Exercise goal: Rewrite the data below, replacing each "Can you spot any" with "Do you see any" and keeping everything else the same. Leave the pictures out of your output.

Information given:
----

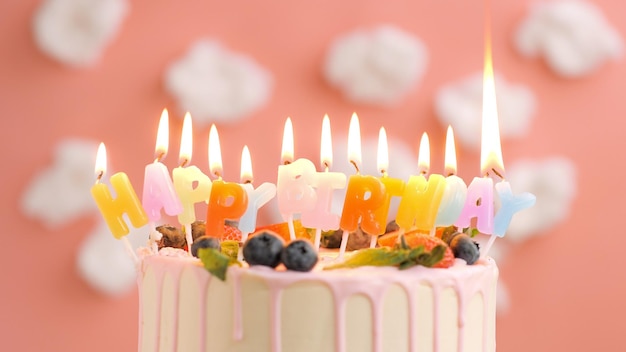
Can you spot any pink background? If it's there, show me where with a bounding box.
[0,0,626,352]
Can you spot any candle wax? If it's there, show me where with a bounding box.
[454,177,493,234]
[206,180,248,237]
[91,172,148,239]
[374,176,404,228]
[396,174,446,231]
[173,166,211,224]
[300,172,346,231]
[493,181,537,237]
[435,175,467,227]
[339,175,385,235]
[238,182,276,234]
[276,159,316,221]
[142,161,183,221]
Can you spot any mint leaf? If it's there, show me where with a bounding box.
[198,248,240,281]
[324,248,408,270]
[220,240,239,260]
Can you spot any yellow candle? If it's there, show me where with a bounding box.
[91,144,148,239]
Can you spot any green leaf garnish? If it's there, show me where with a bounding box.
[220,240,239,260]
[198,248,241,281]
[324,245,446,270]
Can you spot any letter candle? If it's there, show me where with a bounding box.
[276,117,317,241]
[301,115,346,249]
[457,32,535,257]
[339,113,385,259]
[205,125,248,237]
[238,145,276,260]
[370,127,404,248]
[435,126,467,227]
[172,113,211,252]
[91,143,148,263]
[141,109,183,252]
[396,133,446,233]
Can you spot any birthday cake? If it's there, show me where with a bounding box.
[138,226,498,352]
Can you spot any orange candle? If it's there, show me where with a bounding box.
[206,125,248,237]
[372,127,404,230]
[91,143,148,239]
[339,114,385,235]
[396,133,446,232]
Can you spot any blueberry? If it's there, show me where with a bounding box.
[191,236,221,257]
[191,220,206,241]
[281,239,317,271]
[243,231,284,268]
[450,233,480,265]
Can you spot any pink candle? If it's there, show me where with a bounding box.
[396,133,446,232]
[142,110,183,222]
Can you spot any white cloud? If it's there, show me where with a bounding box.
[323,26,428,105]
[435,73,536,149]
[76,221,149,296]
[504,157,577,242]
[20,139,97,228]
[33,0,129,67]
[515,0,624,77]
[165,40,273,125]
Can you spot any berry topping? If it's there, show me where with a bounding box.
[378,231,454,268]
[281,239,317,271]
[243,231,285,268]
[191,236,221,257]
[320,227,371,251]
[450,233,480,265]
[191,220,206,242]
[156,225,187,249]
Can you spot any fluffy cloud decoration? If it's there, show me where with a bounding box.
[515,0,624,77]
[33,0,129,67]
[21,139,97,228]
[323,26,428,105]
[435,73,536,149]
[505,157,577,242]
[165,40,273,125]
[76,221,149,296]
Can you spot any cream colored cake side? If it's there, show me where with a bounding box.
[139,256,498,352]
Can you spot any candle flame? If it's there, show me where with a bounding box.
[376,127,389,175]
[209,124,222,178]
[417,132,430,174]
[95,142,107,181]
[280,117,294,164]
[444,126,456,175]
[154,109,170,161]
[320,114,333,169]
[240,145,253,183]
[348,112,361,171]
[178,112,193,166]
[480,31,504,176]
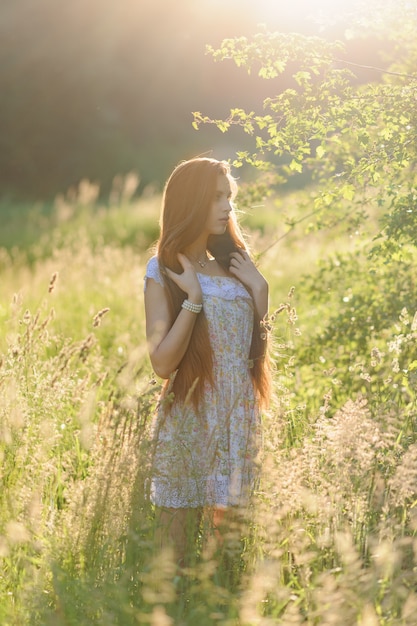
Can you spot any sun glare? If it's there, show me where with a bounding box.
[236,0,365,28]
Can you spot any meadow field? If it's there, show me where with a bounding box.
[0,177,417,626]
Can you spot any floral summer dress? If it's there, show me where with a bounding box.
[145,257,260,508]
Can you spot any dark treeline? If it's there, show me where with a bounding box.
[0,0,384,199]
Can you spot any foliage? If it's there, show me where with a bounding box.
[0,7,417,626]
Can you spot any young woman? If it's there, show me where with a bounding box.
[145,158,270,563]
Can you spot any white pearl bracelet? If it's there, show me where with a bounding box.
[181,300,203,313]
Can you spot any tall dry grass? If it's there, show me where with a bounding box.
[0,183,417,626]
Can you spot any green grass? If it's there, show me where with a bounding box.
[0,186,417,626]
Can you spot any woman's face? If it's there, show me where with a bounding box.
[205,174,232,235]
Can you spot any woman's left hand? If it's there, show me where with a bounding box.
[229,250,268,319]
[229,250,266,291]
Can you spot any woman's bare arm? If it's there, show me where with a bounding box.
[145,255,202,378]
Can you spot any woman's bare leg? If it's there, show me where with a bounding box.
[155,508,201,567]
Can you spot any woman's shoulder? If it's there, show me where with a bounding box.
[145,256,164,288]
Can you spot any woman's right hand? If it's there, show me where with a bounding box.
[166,252,203,304]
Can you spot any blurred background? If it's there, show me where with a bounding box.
[0,0,384,200]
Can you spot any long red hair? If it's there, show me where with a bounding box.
[157,158,271,408]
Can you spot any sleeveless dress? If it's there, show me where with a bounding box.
[145,257,261,508]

----

Completed exercise:
Do you see any pink background? If it's there, show me where with a bounding box.
[0,0,626,352]
Do you see any candle wax? If it's there, show me where with a bounding box.
[454,177,493,234]
[206,180,248,237]
[91,172,148,239]
[374,176,404,228]
[396,174,446,231]
[173,166,211,224]
[300,172,346,231]
[493,181,537,237]
[435,175,467,227]
[339,175,385,235]
[238,182,276,234]
[276,159,316,221]
[142,161,183,221]
Do you see any mint leaf? If it's there, show me where with a bounding box.
[198,248,240,281]
[324,248,408,270]
[220,240,239,260]
Do you see any yellow candle? If it's there, show me where with a bounding box.
[91,144,148,239]
Do you see any green leaf garnish? If it's there, show me where with a bounding box.
[220,240,239,260]
[198,248,241,281]
[324,245,446,270]
Do you see any letter candle? If it's there, show me where with a bounding box.
[276,117,317,241]
[301,115,346,249]
[457,32,535,257]
[339,113,385,259]
[205,125,248,237]
[238,145,276,260]
[370,127,404,248]
[435,126,467,227]
[172,113,211,252]
[91,143,148,263]
[141,109,183,252]
[396,133,446,233]
Do you see any birthday cake? If it's there, show me where with a bounding box.
[138,226,498,352]
Do you see any orange candle? If it's there, show me where with a bounding box.
[206,125,248,237]
[372,127,404,230]
[91,143,148,239]
[339,114,385,235]
[396,133,446,232]
Do you see any blueberry? If it's there, show me where with a bounding box.
[191,236,221,257]
[191,220,206,241]
[281,239,317,271]
[243,231,284,268]
[450,233,480,265]
Do you see any pink candle? If it's there, show me where with a bounding box.
[396,133,446,232]
[142,110,183,222]
Do you see any white cloud? If it's there, show me where with a bounding box.
[323,26,428,105]
[435,73,536,149]
[76,221,149,296]
[504,157,577,242]
[20,139,97,228]
[33,0,129,67]
[515,0,624,77]
[165,40,273,125]
Do you see any berry topping? If it's there, show me where with a bounding box.
[378,231,454,268]
[281,239,317,271]
[243,231,285,268]
[191,236,221,257]
[320,227,371,251]
[450,233,480,265]
[191,220,206,242]
[156,225,187,249]
Do you see any fluffy cloud decoration? If it's there, show me where with a bounding box.
[515,0,624,77]
[33,0,129,67]
[21,139,97,228]
[323,26,428,105]
[435,73,536,149]
[505,157,577,242]
[165,40,273,125]
[76,221,149,296]
Do you see any cream colored cake side? If it's there, show me where with a bounding box.
[139,256,498,352]
Do you see any candle flame? If it's there, show me where with a bounding box.
[376,127,389,175]
[209,124,222,178]
[417,132,430,174]
[95,142,107,181]
[280,117,294,164]
[444,126,456,175]
[154,109,170,161]
[320,114,333,169]
[240,145,253,183]
[348,112,361,171]
[178,112,193,166]
[480,31,504,176]
Do you see any sun glare? If it's there, show me where with a bounding box.
[236,0,365,28]
Do you see any meadow field? If it's there, show me where with a bounding box.
[0,177,417,626]
Do you see any floral summer dress? If it's there, show me where with a bounding box.
[145,257,260,508]
Do you see any dark treeline? If it's there, show me where with a bounding box.
[0,0,384,199]
Do you see any foliage? If it's there, show me where with a bounding box.
[0,7,417,626]
Do you see any young woman? If it's there, show me where with a bounding box.
[145,158,270,563]
Do you see any white pearl bracelet? If it's there, show me where with a bounding box.
[181,300,203,313]
Do you see any tall dry grass? If it's there, show me where with a bounding box.
[0,183,417,626]
Do you see any green grass? If it's there, show me where with a bounding box.
[0,186,417,626]
Do you see any woman's face? If it's there, show me where with a bounding box.
[205,174,232,235]
Do you see any woman's left hand? If it's there, show me where with a bounding box.
[229,250,268,319]
[229,250,266,291]
Do you see any woman's bare arm? If it's there, show me where with a bounding box.
[145,255,202,378]
Do you see any woman's bare leg? If it's there, show me where with a bounding box.
[155,508,201,567]
Do you see any woman's shoulder? If it's there, show me where with a bounding box.
[145,256,164,288]
Do you see any woman's right hand? If it's there, show me where with a bounding box.
[166,252,203,304]
Do you see any blurred background? If it's there, show me where with a bounding box.
[0,0,384,200]
Do you see any long red hair? If it's there, show me where with a bounding box.
[157,158,271,408]
Do you see any sleeveless dress? If it's there, show me where with a bounding box.
[145,257,261,508]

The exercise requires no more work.